Problem details: Take the data from its first line. Print each line exactly until the line containing "Objective — set a marker on each instance of the person" has been printed too.

Given data:
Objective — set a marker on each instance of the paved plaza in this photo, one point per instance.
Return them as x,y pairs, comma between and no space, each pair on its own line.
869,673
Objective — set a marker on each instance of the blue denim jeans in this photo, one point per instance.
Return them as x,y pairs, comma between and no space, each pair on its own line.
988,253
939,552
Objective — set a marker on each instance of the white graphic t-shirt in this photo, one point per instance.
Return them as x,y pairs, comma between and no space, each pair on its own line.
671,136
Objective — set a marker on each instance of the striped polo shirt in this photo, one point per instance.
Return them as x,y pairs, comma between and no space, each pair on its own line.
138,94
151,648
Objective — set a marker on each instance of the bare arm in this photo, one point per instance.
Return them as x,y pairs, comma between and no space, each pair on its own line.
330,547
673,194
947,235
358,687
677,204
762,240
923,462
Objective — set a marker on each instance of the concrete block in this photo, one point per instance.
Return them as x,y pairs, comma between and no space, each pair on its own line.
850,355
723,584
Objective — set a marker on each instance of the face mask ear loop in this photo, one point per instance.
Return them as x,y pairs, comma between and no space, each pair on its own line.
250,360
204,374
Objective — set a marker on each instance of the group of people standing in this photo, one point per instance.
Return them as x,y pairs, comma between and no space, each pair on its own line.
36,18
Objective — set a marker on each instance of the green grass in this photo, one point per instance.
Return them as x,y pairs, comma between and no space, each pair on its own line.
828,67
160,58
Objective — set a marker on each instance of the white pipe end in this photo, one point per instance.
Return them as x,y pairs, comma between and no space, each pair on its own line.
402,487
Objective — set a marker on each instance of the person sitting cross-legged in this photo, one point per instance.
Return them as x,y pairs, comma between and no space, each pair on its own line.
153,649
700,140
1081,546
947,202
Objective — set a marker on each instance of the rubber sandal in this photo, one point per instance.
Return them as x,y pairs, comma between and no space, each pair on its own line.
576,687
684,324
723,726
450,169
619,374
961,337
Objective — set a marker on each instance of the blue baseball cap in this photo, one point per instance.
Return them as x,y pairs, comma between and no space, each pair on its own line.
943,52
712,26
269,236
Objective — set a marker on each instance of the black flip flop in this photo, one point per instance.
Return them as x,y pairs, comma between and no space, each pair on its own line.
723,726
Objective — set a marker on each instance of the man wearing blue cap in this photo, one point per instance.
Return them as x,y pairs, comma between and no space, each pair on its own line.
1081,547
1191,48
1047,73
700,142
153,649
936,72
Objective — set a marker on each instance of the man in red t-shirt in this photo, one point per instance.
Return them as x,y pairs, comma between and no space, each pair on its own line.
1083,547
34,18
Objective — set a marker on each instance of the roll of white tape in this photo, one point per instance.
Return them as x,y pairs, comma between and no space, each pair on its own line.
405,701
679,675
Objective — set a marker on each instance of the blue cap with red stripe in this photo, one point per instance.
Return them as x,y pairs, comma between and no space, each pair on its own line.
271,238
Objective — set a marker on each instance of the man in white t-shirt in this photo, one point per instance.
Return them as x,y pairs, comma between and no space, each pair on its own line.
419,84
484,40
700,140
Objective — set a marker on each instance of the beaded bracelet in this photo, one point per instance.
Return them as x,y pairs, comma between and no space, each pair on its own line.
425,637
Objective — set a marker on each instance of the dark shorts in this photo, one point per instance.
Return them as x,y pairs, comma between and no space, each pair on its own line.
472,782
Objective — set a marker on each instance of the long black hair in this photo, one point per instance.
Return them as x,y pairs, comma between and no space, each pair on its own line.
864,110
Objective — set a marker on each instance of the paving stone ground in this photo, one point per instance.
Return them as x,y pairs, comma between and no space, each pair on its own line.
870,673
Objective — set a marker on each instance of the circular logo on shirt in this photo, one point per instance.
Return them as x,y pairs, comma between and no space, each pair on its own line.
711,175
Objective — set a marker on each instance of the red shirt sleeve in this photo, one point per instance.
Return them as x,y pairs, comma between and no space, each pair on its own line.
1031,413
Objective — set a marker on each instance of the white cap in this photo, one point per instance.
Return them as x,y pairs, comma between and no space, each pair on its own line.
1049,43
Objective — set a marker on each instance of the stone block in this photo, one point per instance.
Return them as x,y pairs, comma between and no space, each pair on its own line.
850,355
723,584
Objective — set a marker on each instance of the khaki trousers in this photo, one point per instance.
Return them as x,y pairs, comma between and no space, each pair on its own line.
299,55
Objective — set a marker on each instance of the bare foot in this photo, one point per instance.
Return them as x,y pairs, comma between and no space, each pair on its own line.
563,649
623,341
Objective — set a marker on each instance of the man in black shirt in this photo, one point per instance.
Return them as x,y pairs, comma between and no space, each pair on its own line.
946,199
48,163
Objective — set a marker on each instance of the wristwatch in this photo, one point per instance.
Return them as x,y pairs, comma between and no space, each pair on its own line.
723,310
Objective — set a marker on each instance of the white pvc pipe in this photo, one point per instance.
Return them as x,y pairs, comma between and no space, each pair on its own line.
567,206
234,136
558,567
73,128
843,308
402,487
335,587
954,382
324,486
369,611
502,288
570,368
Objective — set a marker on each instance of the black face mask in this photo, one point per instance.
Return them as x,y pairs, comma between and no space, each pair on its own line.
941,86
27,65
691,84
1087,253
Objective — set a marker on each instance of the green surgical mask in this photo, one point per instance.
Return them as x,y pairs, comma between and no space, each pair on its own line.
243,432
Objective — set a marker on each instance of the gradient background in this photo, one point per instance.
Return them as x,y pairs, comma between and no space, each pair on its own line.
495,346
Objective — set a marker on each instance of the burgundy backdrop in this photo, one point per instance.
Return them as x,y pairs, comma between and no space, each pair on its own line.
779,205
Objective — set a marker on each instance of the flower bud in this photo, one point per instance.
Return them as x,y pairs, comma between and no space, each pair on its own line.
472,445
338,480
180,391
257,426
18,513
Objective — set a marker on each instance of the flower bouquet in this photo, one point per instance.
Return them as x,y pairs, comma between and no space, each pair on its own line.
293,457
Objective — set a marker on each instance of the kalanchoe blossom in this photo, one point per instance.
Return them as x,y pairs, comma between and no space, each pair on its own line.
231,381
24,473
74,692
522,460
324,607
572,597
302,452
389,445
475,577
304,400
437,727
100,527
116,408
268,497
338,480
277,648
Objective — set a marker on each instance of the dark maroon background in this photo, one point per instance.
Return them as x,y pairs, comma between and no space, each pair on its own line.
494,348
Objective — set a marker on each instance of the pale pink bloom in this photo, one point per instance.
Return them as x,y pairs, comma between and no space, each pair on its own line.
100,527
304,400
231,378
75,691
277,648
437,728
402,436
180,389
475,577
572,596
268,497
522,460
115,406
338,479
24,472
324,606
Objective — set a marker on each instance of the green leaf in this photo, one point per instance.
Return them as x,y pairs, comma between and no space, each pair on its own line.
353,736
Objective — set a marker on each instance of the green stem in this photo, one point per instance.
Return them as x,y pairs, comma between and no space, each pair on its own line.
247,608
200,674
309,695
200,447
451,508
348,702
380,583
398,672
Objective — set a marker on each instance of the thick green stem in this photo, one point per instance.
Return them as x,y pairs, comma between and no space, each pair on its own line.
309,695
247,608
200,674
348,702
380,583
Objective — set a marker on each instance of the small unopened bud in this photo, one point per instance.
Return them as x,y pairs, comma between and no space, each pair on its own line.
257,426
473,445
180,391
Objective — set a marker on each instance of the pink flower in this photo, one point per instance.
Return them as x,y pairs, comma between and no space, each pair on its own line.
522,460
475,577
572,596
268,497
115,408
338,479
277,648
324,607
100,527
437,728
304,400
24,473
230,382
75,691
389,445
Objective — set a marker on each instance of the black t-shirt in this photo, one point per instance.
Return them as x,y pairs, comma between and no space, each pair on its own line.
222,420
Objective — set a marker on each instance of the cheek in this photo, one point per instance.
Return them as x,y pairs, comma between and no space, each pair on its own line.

Answer to the exercise:
Objective — set a marker on each instance of the paved plaza in this photo, one point per instance.
Return them as x,y pairs, comma between and no space, each pair on its own line.
869,673
Objective — set a marker on each instance of the blue denim jeans in this photo, one point per instance.
Return them as x,y pairs, comma between and no space, each pair on its own line.
988,253
939,552
Objective — set a marker on each instance of the white graphic t-shirt in this photo, one point per instance.
Return them as x,y pairs, comma between and no space, each pair on its own line.
671,136
Objective — set a marker on each instance of the striped polo shirt in this photo, one point per instance.
Return them as x,y pairs, comma between and no space, each pair on its own line.
138,94
151,648
Objective — set a marker on each instance of the bare arm in this photo, one point per instance.
Return them as x,y pairs, comma between and no space, each pair on its own line.
330,547
673,194
947,235
358,687
677,204
762,240
923,462
Objective — set a marker on each instance of the concrete block in this photo, one point per instance.
Return them as x,y pairs, comma between and no space, each pair on its own line.
850,355
723,584
Objective — set a marker on each instance of the face mask ear loop in this photo, one point per instance.
Return them as x,y pairs, comma between and no space, each pair on its own line.
250,360
204,374
Objective — set a marker on each instance of the group of people standing in this photo, one point per instance.
Return them as x,y pairs, comma between and no space, each pair on its own line.
36,18
Objective — set a marker on each instance of the green grass in this photo, one point per instance.
Return them as x,y pairs, comma between and no space, each pair on its own line.
828,67
160,58
Objective — set a marker on each instance of the white pipe end in this photo, one point per instance.
Return them as x,y pairs, comma between and no space, each pair on its own line.
402,487
Objective — set a marker on each instance of the person sitting cross-legged in this photo, one point per instance.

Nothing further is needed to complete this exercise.